## [What is expected]
Look below for the line with "Objective — for every instance of the dark treeline, mark", then give it again exactly, along with every line that comes after it, the final line included.

(Records for the task)

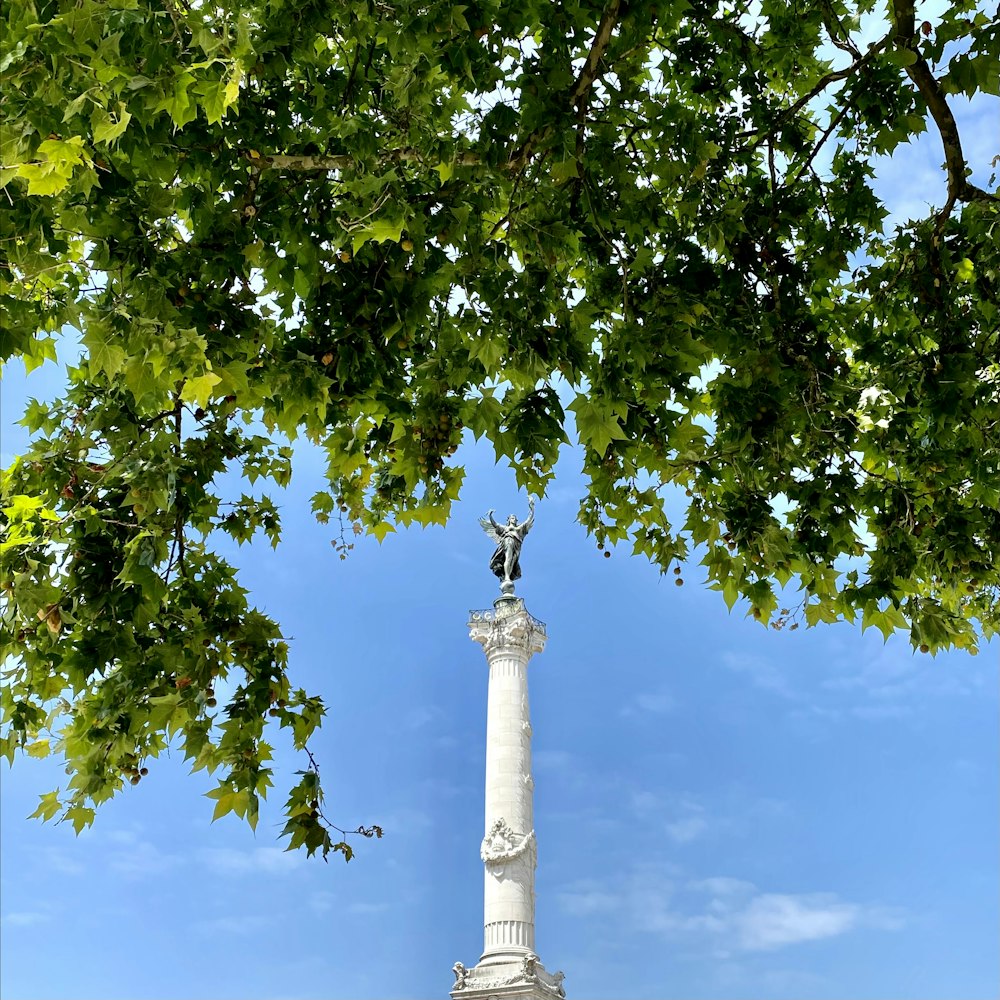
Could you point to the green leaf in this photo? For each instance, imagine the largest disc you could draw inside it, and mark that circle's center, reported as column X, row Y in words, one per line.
column 198, row 390
column 108, row 127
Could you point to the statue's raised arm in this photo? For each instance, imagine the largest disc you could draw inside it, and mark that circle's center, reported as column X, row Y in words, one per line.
column 506, row 560
column 530, row 519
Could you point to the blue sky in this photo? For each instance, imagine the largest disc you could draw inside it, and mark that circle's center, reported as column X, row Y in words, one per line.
column 722, row 812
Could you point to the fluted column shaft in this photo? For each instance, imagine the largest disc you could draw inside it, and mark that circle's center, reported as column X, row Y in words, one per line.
column 510, row 638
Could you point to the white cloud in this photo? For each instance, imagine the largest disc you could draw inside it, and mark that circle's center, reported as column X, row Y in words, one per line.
column 367, row 909
column 24, row 918
column 247, row 924
column 772, row 921
column 721, row 915
column 136, row 858
column 264, row 860
column 659, row 702
column 762, row 673
column 686, row 829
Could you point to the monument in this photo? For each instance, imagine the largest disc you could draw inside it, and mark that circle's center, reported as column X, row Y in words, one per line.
column 510, row 636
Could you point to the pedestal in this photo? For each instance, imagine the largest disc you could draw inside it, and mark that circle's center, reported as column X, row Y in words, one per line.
column 508, row 966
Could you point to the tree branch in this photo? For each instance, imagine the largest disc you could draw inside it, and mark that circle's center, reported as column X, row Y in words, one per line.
column 959, row 188
column 602, row 37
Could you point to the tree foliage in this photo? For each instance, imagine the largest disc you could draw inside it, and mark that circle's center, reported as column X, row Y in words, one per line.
column 379, row 224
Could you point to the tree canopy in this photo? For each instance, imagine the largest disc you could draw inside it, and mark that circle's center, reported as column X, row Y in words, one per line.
column 382, row 224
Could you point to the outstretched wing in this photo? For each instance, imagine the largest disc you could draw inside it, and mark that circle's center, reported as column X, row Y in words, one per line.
column 484, row 523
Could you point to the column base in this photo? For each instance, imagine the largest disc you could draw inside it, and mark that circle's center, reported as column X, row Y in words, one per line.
column 497, row 977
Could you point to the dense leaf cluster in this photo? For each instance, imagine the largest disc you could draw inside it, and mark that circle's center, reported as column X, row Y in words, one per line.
column 379, row 224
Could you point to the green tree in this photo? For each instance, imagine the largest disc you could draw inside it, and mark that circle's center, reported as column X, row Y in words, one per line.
column 378, row 224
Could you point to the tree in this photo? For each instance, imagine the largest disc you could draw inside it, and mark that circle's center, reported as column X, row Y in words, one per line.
column 377, row 224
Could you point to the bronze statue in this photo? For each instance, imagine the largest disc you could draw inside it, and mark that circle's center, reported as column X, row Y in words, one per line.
column 506, row 560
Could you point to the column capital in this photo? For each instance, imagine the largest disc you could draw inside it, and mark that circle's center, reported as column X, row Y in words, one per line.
column 507, row 626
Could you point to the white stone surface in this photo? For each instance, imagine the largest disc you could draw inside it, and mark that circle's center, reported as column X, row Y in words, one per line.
column 508, row 966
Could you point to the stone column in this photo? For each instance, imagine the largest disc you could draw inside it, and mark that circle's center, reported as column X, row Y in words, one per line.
column 508, row 966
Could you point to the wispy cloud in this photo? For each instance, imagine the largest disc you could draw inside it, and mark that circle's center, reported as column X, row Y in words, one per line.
column 367, row 909
column 247, row 924
column 262, row 860
column 720, row 914
column 24, row 918
column 649, row 703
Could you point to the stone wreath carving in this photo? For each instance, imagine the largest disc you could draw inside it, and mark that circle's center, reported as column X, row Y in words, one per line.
column 502, row 844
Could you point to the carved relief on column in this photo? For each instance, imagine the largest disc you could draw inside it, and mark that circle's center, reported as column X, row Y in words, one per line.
column 508, row 626
column 502, row 844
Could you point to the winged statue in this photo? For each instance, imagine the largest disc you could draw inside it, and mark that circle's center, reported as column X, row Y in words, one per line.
column 505, row 562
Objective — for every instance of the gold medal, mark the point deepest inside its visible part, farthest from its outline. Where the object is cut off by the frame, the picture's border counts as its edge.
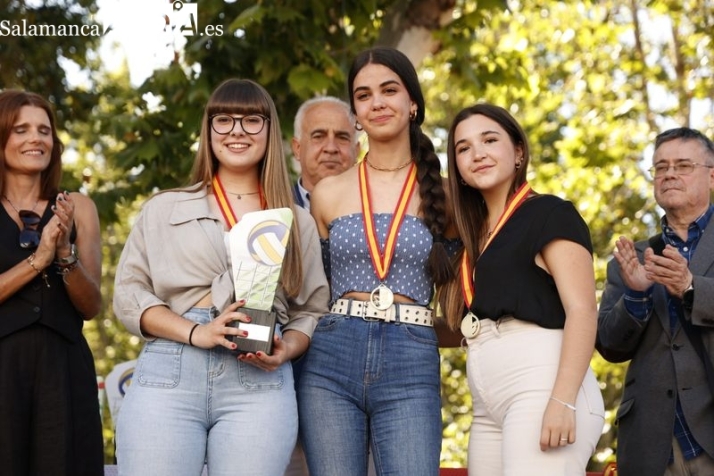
(382, 297)
(470, 325)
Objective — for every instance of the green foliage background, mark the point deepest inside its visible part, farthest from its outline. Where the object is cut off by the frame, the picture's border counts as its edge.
(592, 82)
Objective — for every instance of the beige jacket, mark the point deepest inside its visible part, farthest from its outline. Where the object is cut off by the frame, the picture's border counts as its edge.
(176, 254)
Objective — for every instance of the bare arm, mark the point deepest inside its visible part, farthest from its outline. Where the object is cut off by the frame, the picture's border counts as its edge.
(82, 283)
(572, 269)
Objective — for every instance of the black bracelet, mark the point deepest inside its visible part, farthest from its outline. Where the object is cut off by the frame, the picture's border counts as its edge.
(190, 334)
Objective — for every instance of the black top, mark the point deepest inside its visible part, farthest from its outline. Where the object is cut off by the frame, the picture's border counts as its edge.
(35, 302)
(508, 281)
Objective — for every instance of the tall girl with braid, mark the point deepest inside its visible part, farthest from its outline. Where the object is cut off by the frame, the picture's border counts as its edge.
(371, 376)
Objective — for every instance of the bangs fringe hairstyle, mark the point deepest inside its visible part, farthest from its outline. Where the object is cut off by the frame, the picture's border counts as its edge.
(244, 97)
(470, 212)
(431, 187)
(11, 101)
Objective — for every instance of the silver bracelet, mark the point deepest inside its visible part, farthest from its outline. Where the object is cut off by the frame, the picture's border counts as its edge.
(567, 405)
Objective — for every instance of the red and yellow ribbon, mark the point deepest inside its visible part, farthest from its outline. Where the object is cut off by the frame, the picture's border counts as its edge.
(382, 260)
(225, 206)
(467, 274)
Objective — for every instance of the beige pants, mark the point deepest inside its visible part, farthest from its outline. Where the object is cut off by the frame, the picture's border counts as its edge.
(511, 369)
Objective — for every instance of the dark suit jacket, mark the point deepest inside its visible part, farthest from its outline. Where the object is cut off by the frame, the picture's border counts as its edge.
(662, 366)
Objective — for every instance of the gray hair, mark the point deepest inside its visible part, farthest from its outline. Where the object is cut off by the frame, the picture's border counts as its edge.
(307, 105)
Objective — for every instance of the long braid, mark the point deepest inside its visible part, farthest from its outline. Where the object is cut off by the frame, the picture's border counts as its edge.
(433, 203)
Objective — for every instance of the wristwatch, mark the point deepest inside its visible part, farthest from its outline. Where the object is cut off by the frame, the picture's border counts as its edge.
(688, 297)
(68, 260)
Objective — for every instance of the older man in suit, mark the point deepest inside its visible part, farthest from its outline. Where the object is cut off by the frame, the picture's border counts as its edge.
(666, 418)
(324, 143)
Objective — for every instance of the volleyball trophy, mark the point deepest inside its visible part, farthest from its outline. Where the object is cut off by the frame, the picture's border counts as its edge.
(257, 247)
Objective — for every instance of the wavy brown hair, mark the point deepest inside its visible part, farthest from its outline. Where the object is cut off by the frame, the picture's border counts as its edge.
(469, 208)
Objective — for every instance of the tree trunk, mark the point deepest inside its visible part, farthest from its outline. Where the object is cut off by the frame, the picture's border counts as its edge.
(408, 26)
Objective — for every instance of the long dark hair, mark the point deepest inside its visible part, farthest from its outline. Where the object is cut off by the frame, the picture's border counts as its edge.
(470, 212)
(431, 189)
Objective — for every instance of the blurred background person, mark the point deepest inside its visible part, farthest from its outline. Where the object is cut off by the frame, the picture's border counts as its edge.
(50, 267)
(666, 418)
(324, 143)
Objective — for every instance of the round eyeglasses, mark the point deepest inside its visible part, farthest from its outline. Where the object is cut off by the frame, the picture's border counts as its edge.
(252, 124)
(29, 236)
(684, 167)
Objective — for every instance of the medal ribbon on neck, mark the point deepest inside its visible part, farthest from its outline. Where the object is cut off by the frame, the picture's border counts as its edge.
(225, 206)
(382, 261)
(467, 275)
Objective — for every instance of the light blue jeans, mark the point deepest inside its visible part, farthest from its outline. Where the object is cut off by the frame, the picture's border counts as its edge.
(187, 406)
(372, 382)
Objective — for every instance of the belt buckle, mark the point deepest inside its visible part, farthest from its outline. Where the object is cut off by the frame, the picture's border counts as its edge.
(365, 317)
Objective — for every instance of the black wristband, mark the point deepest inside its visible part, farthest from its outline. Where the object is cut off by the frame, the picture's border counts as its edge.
(190, 334)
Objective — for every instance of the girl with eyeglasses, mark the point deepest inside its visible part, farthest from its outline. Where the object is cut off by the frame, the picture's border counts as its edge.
(194, 397)
(50, 267)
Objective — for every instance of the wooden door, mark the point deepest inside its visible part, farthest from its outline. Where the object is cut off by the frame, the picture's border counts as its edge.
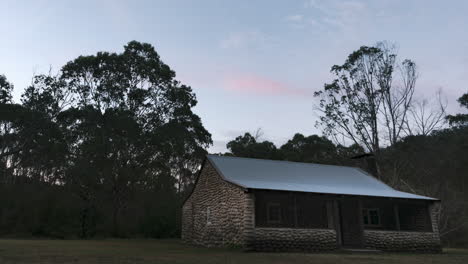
(351, 223)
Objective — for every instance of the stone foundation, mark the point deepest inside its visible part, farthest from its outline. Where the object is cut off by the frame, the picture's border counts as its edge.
(292, 239)
(402, 241)
(213, 215)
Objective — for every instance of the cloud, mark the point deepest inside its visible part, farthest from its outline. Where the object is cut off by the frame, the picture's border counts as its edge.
(295, 18)
(237, 40)
(258, 85)
(338, 15)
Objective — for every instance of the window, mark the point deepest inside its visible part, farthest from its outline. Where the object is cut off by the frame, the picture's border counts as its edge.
(371, 217)
(208, 216)
(273, 213)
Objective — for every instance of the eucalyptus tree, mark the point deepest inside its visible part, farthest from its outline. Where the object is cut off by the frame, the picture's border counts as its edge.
(128, 126)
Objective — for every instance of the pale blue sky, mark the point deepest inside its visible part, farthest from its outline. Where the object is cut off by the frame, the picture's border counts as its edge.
(252, 64)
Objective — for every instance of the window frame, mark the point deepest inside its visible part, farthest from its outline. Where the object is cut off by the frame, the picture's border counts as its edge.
(366, 215)
(268, 207)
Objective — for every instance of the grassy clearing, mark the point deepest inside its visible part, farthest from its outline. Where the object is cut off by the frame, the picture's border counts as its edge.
(173, 251)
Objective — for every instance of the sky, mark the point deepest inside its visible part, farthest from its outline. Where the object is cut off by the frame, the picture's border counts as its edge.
(252, 64)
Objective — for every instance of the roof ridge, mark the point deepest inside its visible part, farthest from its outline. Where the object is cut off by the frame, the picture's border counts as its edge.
(289, 161)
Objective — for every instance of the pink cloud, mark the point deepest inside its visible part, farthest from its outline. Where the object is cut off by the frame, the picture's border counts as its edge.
(259, 85)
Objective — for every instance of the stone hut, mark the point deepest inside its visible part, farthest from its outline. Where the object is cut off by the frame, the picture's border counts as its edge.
(268, 205)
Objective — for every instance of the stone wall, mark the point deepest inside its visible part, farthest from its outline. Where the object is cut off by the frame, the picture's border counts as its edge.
(214, 214)
(412, 241)
(292, 239)
(402, 241)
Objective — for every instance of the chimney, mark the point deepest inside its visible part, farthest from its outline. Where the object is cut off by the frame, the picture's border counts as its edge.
(367, 162)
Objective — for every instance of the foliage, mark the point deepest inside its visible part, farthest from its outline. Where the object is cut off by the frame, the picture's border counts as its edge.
(460, 120)
(109, 132)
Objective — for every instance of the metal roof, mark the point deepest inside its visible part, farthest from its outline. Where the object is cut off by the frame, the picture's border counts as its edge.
(303, 177)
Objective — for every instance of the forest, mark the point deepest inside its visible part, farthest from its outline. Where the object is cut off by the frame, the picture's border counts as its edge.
(110, 146)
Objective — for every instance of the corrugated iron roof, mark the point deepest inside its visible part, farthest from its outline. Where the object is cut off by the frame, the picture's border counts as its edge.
(303, 177)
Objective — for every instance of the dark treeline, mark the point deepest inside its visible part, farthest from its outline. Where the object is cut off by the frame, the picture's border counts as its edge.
(109, 146)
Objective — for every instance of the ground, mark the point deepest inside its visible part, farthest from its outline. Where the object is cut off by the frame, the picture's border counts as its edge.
(173, 251)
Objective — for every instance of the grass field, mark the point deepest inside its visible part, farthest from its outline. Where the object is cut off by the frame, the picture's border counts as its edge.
(173, 251)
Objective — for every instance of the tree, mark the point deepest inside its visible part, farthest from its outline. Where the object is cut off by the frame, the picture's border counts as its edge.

(End Records for the task)

## [Solved exercise]
Objective — for every instance of the dark treeline, mark the point deepest inside its visible part, farthest from its outline. Where the object is cut off by the frame, the picture's border counts as its edge.
(109, 146)
Objective — for every instance of the ground, mark the point deepest inside its visible part, farthest from its outline. Where the object is cut off by the frame, the picture's border counts as its edge.
(173, 251)
Objective — for every instance of the grass field, mark the point deepest inside its visible part, farthest from its outline. Where the object is cut off by the frame, the picture's border counts as its edge.
(173, 251)
Objective — for every instance of the tree, mark the point deepest inside its visible part, farthest from its outline. Where the object is cut off by the frame, the picture's border counts as its edge.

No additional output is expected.